BEGIN MATERIAL FOR THIS EXERCISE

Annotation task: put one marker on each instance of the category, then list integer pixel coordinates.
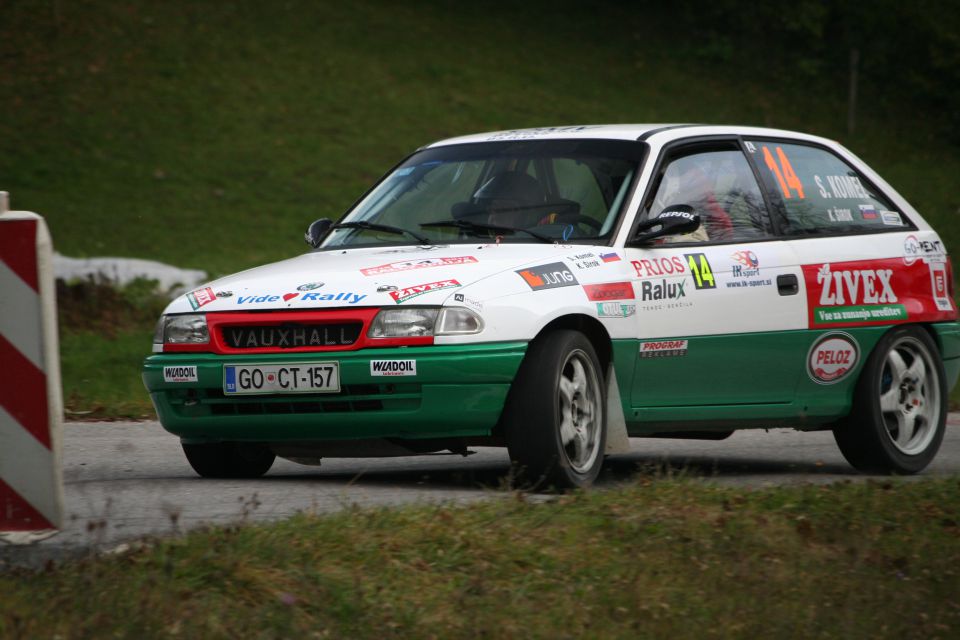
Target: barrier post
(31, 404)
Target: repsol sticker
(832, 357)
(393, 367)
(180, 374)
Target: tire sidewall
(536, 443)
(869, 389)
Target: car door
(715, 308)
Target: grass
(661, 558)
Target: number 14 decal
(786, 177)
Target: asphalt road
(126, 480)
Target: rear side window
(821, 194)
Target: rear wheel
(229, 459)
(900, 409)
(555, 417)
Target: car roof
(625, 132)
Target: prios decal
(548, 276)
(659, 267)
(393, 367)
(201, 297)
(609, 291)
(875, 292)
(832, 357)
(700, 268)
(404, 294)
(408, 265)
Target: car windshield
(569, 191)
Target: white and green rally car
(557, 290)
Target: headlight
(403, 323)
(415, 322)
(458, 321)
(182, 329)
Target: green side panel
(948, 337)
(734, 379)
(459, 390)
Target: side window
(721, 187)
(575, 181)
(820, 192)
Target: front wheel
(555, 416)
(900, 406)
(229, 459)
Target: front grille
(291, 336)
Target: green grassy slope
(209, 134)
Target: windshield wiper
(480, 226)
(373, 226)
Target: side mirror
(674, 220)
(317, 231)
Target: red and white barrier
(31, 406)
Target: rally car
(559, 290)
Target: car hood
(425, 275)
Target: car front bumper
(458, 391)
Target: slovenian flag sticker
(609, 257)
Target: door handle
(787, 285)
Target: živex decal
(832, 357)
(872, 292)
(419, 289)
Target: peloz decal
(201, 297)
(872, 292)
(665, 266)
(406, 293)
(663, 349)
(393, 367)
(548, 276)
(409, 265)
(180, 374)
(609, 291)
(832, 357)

END MATERIAL FOR THIS EXERCISE

*TASK STATEMENT*. Every record above must be given again exactly; drop the pictures.

*RESPONSE TO THIS TASK*.
Annotation task: put one marker on each instance of the category, then list integer pixel coordinates.
Target: barrier post
(31, 404)
Target: repsol sticker
(832, 357)
(393, 367)
(180, 374)
Target: tire sidewall
(536, 443)
(869, 389)
Target: car door
(715, 308)
Target: grass
(661, 558)
Target: number 14 decal
(786, 177)
Target: asphalt road
(126, 480)
Target: rear side window
(821, 194)
Target: rear wheel
(229, 459)
(900, 409)
(555, 417)
Target: car roof
(625, 132)
Target: prios decal
(548, 276)
(659, 267)
(393, 367)
(201, 297)
(609, 291)
(875, 292)
(832, 357)
(700, 268)
(404, 294)
(408, 265)
Target: car windshield
(569, 191)
Target: white and green rally car
(557, 290)
Target: headlight
(403, 323)
(415, 322)
(458, 321)
(182, 329)
Target: green side panel
(948, 337)
(734, 379)
(459, 390)
Target: side window
(721, 187)
(575, 181)
(820, 192)
Target: front wheel
(555, 416)
(900, 406)
(229, 459)
Target: front grille
(291, 336)
Target: green grassy slope
(209, 134)
Target: windshield wiper
(480, 226)
(373, 226)
Target: side mirror
(674, 220)
(317, 231)
Target: red and white barrier
(31, 406)
Target: rally car
(559, 290)
Target: car hood
(425, 275)
Target: car front bumper
(458, 391)
Target: slovenian flag sticker
(609, 257)
Target: door handle
(787, 285)
Target: živex decal
(832, 357)
(872, 292)
(419, 289)
Target: peloz decal
(201, 297)
(872, 292)
(665, 266)
(406, 293)
(663, 349)
(393, 367)
(548, 276)
(409, 265)
(180, 374)
(609, 291)
(832, 357)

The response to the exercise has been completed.